----- PAGE EXCERPT

With summer now in our rearview mirror, retail businesses are turning their attention to the critical fall retail season and prognostications are already coming out that portend good things ahead. Amazingly, many believe that consumer spending will be strong during this season because of the pent-up demand to gather together and enjoy all of the fall holidays this year in spite of inflation and concern relating to a looming recession.

So this morning on the Business Beat, we’re sharing news specifically about how the Halloween season is projected to shape up. Sarah Mahoney published an encouraging piece in the MediaPost publication Marketing Daily, which focuses on how Party City views the Halloween retail season ahead.

“This is our Super Bowl,” says Odette Welling, the retailer’s vice president, of Halloween. And she goes on to say, “We’ve hired an additional 20,000 seasonal associates to meet the anticipated demand with Halloween, getting canceled again for a second year in a row last year, people are ready to celebrate this year,” she tells Marketing Daily. “And it’s not just adults, although we see plenty of interest there, it’s schools, too, and people are looking for ways to go beyond just the simple trick-or-treat experience.”

----------

Pick up the Halloween retail piece after its last sentence and carry it on. The rows that come next have nothing to do with the Halloween retail piece.

----- DATA RECORDS

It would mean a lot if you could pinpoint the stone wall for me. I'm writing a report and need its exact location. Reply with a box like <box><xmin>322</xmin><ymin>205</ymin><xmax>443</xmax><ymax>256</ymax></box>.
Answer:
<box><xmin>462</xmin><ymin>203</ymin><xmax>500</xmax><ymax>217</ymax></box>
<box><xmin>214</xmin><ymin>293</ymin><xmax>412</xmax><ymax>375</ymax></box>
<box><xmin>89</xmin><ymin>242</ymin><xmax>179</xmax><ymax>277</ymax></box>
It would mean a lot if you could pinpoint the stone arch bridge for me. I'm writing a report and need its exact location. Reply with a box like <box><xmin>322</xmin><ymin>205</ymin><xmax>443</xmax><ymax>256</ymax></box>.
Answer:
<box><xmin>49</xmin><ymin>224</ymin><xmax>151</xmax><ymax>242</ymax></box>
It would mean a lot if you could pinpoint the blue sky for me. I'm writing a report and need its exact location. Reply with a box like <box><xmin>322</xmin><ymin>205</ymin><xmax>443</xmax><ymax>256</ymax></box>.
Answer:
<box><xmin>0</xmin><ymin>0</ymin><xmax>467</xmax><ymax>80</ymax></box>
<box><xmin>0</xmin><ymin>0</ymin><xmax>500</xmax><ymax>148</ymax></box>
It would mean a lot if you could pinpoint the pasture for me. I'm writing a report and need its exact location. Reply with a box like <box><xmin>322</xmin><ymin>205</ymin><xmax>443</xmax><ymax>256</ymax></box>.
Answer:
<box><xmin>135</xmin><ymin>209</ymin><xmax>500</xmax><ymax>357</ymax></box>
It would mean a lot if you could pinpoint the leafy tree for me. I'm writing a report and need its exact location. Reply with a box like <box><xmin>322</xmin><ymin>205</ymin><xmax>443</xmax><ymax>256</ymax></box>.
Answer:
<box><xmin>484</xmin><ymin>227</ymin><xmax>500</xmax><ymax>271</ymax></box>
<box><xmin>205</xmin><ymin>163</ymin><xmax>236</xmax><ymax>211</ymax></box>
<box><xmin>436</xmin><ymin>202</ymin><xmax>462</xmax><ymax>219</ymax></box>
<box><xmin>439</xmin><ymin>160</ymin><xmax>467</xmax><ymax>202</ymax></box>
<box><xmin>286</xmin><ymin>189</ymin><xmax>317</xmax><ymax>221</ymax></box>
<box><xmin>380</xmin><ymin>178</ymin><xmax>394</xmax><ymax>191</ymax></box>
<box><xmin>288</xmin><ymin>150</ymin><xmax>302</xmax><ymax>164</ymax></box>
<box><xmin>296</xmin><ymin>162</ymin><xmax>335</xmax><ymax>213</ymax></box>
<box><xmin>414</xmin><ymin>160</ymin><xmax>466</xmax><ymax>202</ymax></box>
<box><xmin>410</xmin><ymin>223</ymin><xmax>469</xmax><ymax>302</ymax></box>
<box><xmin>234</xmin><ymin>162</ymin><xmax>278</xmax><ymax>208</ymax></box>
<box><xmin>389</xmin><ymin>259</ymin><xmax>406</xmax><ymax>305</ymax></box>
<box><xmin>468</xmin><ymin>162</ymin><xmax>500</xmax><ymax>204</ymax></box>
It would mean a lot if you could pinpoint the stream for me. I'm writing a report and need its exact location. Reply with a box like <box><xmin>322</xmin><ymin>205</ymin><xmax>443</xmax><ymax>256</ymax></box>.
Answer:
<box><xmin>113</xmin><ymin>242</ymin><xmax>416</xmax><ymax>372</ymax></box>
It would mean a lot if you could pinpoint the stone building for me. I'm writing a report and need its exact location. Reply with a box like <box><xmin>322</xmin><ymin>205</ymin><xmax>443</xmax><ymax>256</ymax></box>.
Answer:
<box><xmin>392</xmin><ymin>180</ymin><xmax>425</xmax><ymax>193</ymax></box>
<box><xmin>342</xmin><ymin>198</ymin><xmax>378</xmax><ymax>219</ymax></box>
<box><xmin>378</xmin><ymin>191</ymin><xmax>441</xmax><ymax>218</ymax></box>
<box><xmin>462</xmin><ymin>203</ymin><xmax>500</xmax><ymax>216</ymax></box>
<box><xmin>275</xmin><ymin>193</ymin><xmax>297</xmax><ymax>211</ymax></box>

----------

## ANSWER FOR THE TASK:
Home Depot CEO Ted Decker had this to say in a recent earnings call about the upcoming Halloween spending season. “Inflation has inspired a lot of hemming and hawing,” he says, “in shopping malls and grocery stores, but it barely dampens the excitement for Halloween and spending is expected to be brisk.”

Now to put this all in perspective. According to the National Retail Federation, Americans spent around $10 billion last year on Halloween. That’s a record spend and it’s projected this year we’ll meet or exceed that the average American consumer spends around $102.74 each on costumes, candy and decorations for the Halloween season.

So, all in all, things look to be off to a good spending season, a season critical to our retailers, both brick and mortar and online.

I’m Jeff Sloan, founder and CEO of startupnation.com, and that’s today’s Business Beat on the Great Voice of the Great Lakes, WJR.